**Quoted text**

⁂

Since $d_{\underline{M_1'}}(w')=\vee \{\underline{I_1}(q)\wedge \underline{(\delta _1\cup \gamma _1)^*(q, w')}(p)\wedge \underline{H_1}(p):q, p\in Q\} > 0$, we have that $sim(a_i, b_i)\in (0, 1]$ and for $b_i=a_i\in X$, $sim(a_i, b_i)=1$. Let us denote $w=b_1b_2\dots b_n$. Then

$$\begin{aligned} \underline{\delta _1^*(q, w)}(p)= & {} \underline{\delta _1^*(q, b_1b_2\dots b_n)}(p)\\= & {} \vee \Big \{\underline{\delta _1(q, b_1)}(q_1)\wedge \underline{\delta _1(q_1, b_2)}(q_2)\wedge \dots \wedge \underline{\delta _1(q_{n-1}, b_n)}(p):q_1, \dots , q_{n-1}\in Q\Big \}. \end{aligned}$$

Clearly, since $sim(a_i, b_i)\in (0, 1]$, we have $\underline{(\delta _1\cup \gamma _1)^*(q, w')}(p)\le \underline{\delta _1^*(q, w)}(p)$, i.e.,

$$\begin{aligned} d_{\underline{M_1'}}(w')= & {} \vee \{\underline{I_1}(q)\wedge \underline{(\delta _1\cup \gamma _1)^*(q, w)}(p)\wedge \underline{H_1}(p):q, p\in Q\}\\\le & {} \vee \{\underline{I_1}(q)\wedge \underline{\delta _1^*(q, w)}(p)\wedge \underline{H_1}(p):q, p\in Q\}\\= & {} d_{\underline{M_1}}(w). \end{aligned}$$

Thus, $d_{\underline{M_1'}}(w')\le d_{\underline{M_1}}(w)$. Similarly, if $w'$ is possibly accepted by $M_1'$ then there exists $w\in X^*$ such that $d_{\overline{M_1'}}(w')\le d_{\overline{M_1}}(w)$.

In Example 4.2, given below, we show that string $b_1a_2b_2\in (X\cup Y)^*$, the input alphabet of $(FFRA)_ {SCRC}$ $M_1'$ is definitely accepted by $M_1'$ with degree 0.24 and it follows results in Theorem 4.1.

⁂

**Record extracts**

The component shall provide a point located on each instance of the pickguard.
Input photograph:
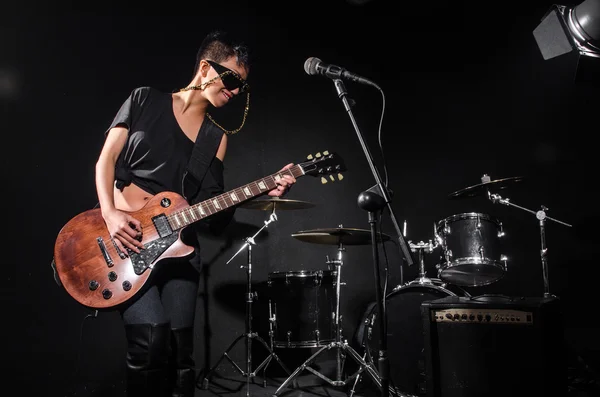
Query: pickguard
(150, 253)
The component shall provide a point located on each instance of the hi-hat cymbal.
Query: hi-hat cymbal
(337, 236)
(277, 204)
(482, 188)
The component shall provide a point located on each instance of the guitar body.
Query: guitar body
(96, 274)
(90, 266)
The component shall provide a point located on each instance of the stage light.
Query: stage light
(566, 29)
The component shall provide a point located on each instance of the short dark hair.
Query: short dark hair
(218, 46)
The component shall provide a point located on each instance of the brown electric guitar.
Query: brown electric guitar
(98, 275)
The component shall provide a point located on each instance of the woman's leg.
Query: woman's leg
(147, 330)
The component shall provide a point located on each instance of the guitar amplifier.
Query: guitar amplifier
(494, 346)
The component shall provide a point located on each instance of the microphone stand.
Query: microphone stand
(373, 200)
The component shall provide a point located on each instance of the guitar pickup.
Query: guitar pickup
(104, 251)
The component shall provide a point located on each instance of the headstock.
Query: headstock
(329, 166)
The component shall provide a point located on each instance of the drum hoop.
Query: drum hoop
(405, 287)
(467, 215)
(473, 260)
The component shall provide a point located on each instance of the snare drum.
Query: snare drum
(471, 249)
(303, 306)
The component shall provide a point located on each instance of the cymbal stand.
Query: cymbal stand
(341, 347)
(541, 217)
(422, 247)
(248, 335)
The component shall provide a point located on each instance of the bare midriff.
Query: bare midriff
(132, 198)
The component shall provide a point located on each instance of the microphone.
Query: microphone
(313, 66)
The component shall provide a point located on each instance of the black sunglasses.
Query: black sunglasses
(231, 80)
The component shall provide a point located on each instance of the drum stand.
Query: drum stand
(341, 347)
(541, 216)
(249, 335)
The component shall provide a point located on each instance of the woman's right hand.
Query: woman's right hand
(125, 230)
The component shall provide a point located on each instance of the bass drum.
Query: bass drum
(405, 340)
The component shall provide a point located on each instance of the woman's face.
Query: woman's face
(221, 90)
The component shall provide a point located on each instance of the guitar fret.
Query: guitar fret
(233, 197)
(262, 185)
(247, 191)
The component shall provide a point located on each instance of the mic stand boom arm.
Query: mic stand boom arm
(380, 190)
(373, 200)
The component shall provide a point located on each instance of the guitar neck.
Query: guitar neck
(214, 205)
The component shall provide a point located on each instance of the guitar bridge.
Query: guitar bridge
(161, 223)
(150, 253)
(104, 251)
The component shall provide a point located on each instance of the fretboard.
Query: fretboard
(206, 208)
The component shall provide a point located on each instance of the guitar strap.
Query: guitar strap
(205, 147)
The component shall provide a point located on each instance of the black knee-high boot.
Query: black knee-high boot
(182, 362)
(147, 359)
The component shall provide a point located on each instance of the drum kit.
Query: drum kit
(304, 306)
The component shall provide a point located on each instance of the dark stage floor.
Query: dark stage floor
(583, 380)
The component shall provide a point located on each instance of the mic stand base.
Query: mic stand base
(249, 335)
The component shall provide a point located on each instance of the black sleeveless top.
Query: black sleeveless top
(157, 151)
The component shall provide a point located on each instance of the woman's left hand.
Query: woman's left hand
(284, 183)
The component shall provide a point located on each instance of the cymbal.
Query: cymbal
(336, 236)
(482, 188)
(277, 204)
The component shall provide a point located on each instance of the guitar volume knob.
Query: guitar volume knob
(93, 285)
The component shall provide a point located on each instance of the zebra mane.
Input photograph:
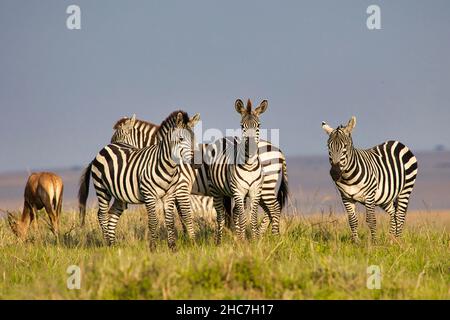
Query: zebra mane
(170, 121)
(138, 122)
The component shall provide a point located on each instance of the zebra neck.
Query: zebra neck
(354, 163)
(165, 156)
(245, 158)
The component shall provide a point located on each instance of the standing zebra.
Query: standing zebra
(131, 175)
(381, 176)
(234, 170)
(275, 186)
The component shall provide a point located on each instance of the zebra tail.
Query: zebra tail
(83, 192)
(283, 191)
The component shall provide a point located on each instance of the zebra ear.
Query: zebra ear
(194, 120)
(133, 120)
(262, 108)
(327, 128)
(350, 125)
(179, 121)
(239, 106)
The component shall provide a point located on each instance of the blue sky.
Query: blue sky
(62, 90)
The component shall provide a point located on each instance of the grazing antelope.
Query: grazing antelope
(44, 190)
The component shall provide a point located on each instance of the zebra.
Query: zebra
(274, 191)
(381, 176)
(234, 170)
(132, 175)
(137, 133)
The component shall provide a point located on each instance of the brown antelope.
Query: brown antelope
(44, 190)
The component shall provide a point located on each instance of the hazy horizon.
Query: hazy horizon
(62, 90)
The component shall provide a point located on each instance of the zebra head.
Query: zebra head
(340, 145)
(250, 124)
(124, 129)
(182, 138)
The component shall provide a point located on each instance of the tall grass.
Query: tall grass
(312, 259)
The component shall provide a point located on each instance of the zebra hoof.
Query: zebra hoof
(152, 247)
(173, 247)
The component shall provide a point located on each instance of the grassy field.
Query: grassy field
(313, 259)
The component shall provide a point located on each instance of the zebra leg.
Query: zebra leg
(218, 205)
(114, 215)
(272, 212)
(254, 201)
(241, 217)
(178, 209)
(400, 212)
(390, 209)
(183, 199)
(237, 226)
(102, 214)
(371, 220)
(352, 218)
(229, 214)
(169, 205)
(150, 205)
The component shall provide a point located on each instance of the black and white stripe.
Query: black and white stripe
(234, 170)
(275, 185)
(137, 133)
(131, 175)
(381, 176)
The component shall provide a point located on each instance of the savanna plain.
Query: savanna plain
(313, 258)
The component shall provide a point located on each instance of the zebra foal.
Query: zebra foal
(380, 176)
(234, 170)
(132, 175)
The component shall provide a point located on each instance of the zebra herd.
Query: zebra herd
(145, 163)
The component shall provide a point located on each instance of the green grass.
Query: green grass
(312, 259)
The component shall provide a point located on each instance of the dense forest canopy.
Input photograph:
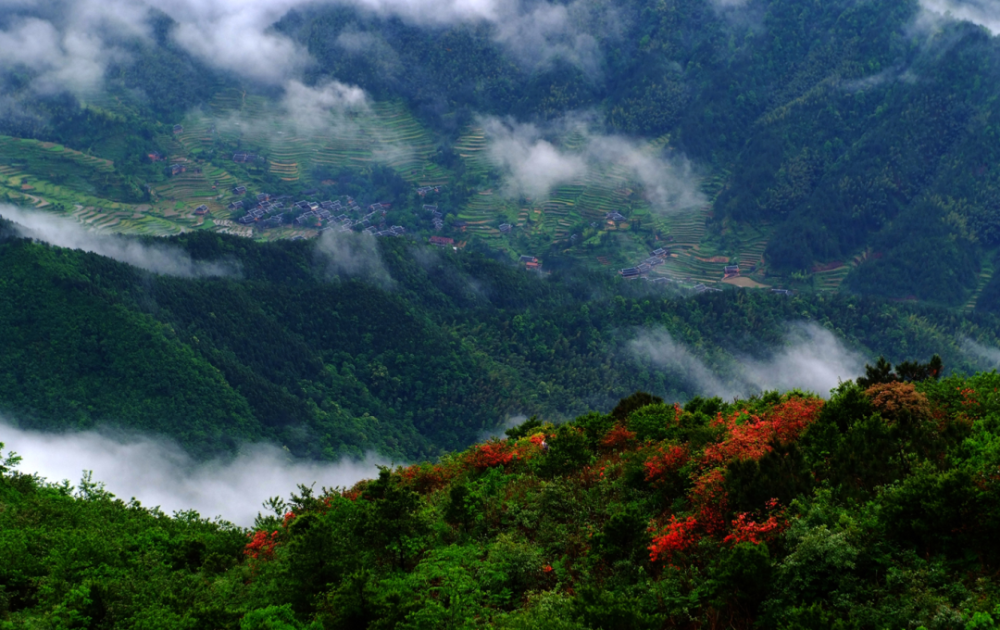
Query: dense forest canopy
(876, 508)
(412, 354)
(682, 306)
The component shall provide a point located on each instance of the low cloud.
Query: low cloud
(322, 105)
(811, 359)
(985, 13)
(69, 44)
(533, 164)
(157, 258)
(985, 354)
(353, 254)
(159, 473)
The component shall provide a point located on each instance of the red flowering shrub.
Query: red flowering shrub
(424, 478)
(745, 529)
(490, 454)
(751, 439)
(667, 460)
(618, 438)
(678, 537)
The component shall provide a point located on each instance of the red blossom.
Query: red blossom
(678, 537)
(491, 454)
(747, 530)
(618, 438)
(751, 439)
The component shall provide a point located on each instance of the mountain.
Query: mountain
(876, 508)
(846, 146)
(418, 353)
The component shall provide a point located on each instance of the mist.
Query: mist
(811, 358)
(353, 254)
(158, 258)
(984, 354)
(533, 164)
(68, 44)
(985, 13)
(160, 474)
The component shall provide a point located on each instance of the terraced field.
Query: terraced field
(984, 277)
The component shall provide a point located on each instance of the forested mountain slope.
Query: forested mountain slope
(422, 357)
(875, 509)
(853, 144)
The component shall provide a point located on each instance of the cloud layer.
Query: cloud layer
(534, 165)
(985, 13)
(157, 258)
(158, 473)
(353, 254)
(69, 43)
(811, 359)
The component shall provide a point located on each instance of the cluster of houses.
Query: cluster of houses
(343, 216)
(656, 257)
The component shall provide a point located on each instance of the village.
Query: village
(343, 214)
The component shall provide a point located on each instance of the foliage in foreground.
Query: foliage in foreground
(875, 509)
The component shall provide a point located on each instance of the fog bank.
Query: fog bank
(158, 473)
(811, 358)
(62, 231)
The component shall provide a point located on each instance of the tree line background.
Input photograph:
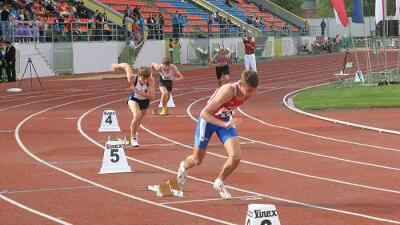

⁂

**Tasks to complete**
A - Answer these about the proof excerpt:
(i) In what interval does sim(a_i, b_i) lie?
(ii) What is sim(a_i, b_i) when b_i = a_i in X?
(iii) According to Example 4.2, with what degree is the string definitely accepted by M_1'?
B - Reproduce the entries from the line with "cluster of houses." through the end of the entries, leaving out the pictures.
The entries are unrelated to the proof excerpt.

**Full solutions**
A -
(i) (0, 1]
(ii) 1
(iii) 0.24

B -
The component shall provide a point located on each instance of the cluster of houses.
Query: cluster of houses
(343, 216)
(656, 257)
The component shall provide a point located on each instance of the village.
Query: village
(343, 214)
The component shall provide a point located on each instance of the foliage in foreground.
Query: foliage in foreground
(875, 509)
The component shall provide a point located on each instance of the fog bank.
Query: fog bank
(158, 473)
(811, 358)
(62, 231)
The component shall provide a point located on each instance of the tree line background.
Input photograph:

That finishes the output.